AIM. Update the records below by changing every "green grass" to "green lawn", and reproduce their lines with nothing else altered.

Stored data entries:
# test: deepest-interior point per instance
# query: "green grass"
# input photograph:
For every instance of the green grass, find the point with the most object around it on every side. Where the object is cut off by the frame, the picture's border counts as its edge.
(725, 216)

FULL ANSWER.
# test: deepest-interior point per instance
# query: "green lawn"
# input photograph:
For every instance of the green lawn, find the point with the most object around it on every side. Where the object is cut off by the frame, the picture's border counts as its edge.
(725, 216)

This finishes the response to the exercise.